Transcribe the entries below exactly.

Record set
++++++++

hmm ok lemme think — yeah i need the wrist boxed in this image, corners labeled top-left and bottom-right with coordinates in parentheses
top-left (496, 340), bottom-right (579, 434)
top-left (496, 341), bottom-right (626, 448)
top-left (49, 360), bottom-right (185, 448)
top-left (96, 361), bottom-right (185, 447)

++++++++

Reply to the task
hmm ok lemme think — yeah i need the wrist boxed in this image, corners labeled top-left and bottom-right with coordinates in parentheses
top-left (496, 340), bottom-right (579, 434)
top-left (496, 341), bottom-right (626, 448)
top-left (49, 360), bottom-right (185, 448)
top-left (96, 361), bottom-right (185, 447)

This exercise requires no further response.